▶ _Task 1_: Translate this sentence from the passage on national minorities in Serbia into Spanish: "The new Strategy should also be allocated adequate funding for its full and effective implementation."

▶ _Supplied passage_:
+++

261. The Advisory Committee calls on the Serbian authorities to pay increased attention to the situation of persons belonging to national minorities living in economically disadvantaged areas with the adoption of temporary positive measures and ensure that persons belonging to national minorities are adequately involved in both identifying priority projects to be funded and in their implementation.

262. The Advisory Committee expects that the future National Strategy on Roma will adequately and effectively address the problems identified regarding the access of persons belonging to the Roma minority to employment. The new Strategy should also be allocated adequate funding for its full and effective implementation.

Article 18 of the Framework Convention

Bilateral Agreements

Findings of the first cycle

263. In its first Opinion, the Advisory Committee welcomed the existing bilateral co-operation agreements relating to the protection of persons belonging to national minorities and supported attempts to sign additional agreements of this nature, including with Croatia.

Present situation

a) Positive developments

264. The Advisory Committee welcomes the fact that agreements with Croatia and “the former Yugoslav Republic of Macedonia” have been concluded since 2004. The Advisory Committee further welcomes the fact that a number of agreements in the field of cultural and educational co-operation have been signed with neighbouring countries.

+++

▶ _Task 2_: In the entries below, locate each line that holds the word "wooden" and copy those lines.

▶ _Rows_:
+++

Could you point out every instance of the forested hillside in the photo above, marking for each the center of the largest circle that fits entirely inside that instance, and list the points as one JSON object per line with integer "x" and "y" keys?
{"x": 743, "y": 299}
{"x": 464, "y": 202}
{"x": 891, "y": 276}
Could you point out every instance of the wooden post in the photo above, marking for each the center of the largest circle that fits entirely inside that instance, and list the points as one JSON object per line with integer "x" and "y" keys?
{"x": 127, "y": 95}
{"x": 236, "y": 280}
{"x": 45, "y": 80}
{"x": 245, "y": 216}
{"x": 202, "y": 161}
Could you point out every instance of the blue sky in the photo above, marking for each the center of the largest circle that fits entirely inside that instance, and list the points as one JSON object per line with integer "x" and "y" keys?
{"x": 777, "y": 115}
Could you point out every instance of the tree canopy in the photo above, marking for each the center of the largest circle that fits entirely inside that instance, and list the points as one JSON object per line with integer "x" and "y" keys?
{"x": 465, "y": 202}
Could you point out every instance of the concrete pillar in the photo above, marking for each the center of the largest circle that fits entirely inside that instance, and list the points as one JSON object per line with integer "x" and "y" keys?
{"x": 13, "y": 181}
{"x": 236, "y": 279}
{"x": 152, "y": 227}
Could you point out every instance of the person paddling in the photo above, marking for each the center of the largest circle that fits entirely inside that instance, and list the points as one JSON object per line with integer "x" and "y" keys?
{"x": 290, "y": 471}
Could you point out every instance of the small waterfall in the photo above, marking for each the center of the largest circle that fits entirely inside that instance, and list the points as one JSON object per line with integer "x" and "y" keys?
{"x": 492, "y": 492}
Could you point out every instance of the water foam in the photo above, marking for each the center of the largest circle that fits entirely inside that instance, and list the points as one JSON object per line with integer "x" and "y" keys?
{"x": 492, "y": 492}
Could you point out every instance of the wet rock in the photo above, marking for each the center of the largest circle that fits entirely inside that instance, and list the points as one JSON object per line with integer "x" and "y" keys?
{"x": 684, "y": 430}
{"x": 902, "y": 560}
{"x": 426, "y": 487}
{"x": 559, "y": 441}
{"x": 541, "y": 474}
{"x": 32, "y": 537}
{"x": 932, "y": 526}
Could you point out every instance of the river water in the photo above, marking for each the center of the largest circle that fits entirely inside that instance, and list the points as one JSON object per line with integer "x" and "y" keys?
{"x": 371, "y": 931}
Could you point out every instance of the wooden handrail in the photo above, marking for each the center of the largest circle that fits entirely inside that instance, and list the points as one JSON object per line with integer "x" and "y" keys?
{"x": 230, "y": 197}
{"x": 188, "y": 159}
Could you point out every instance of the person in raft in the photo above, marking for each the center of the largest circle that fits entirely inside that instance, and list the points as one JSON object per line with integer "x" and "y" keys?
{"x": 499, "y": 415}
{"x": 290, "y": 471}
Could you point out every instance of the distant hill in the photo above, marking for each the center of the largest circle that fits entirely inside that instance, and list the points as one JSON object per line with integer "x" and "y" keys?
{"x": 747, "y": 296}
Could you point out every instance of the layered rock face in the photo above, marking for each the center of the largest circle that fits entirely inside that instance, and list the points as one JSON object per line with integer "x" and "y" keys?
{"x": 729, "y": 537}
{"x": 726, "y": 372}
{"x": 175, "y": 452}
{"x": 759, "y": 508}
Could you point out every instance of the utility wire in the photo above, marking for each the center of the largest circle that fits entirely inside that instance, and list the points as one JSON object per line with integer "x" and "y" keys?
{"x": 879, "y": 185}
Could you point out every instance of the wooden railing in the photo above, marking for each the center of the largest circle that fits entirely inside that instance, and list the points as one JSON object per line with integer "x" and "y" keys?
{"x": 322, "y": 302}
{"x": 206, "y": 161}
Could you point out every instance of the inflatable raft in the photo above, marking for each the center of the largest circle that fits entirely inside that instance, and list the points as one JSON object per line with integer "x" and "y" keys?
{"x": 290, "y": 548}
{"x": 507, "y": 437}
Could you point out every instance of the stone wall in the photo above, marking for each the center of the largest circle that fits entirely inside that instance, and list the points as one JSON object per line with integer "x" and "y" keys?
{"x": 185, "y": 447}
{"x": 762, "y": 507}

+++

▶ _Result 1_: La nueva Estrategia también debería recibir una financiación adecuada para su aplicación plena y efectiva.

▶ _Result 2_:
Could you point out every instance of the wooden post in the photo above, marking for each the center of the largest circle that fits entirely inside that instance, and list the points as one JSON object per line with integer "x" and "y" keys?
Could you point out every instance of the wooden handrail in the photo above, marking for each the center of the largest circle that fits entirely inside that instance, and list the points as one JSON object per line with integer "x" and "y" keys?
Could you point out every instance of the wooden railing in the photo above, marking for each the center of the largest circle that fits entirely inside that instance, and list the points as one JSON object per line with integer "x" and "y" keys?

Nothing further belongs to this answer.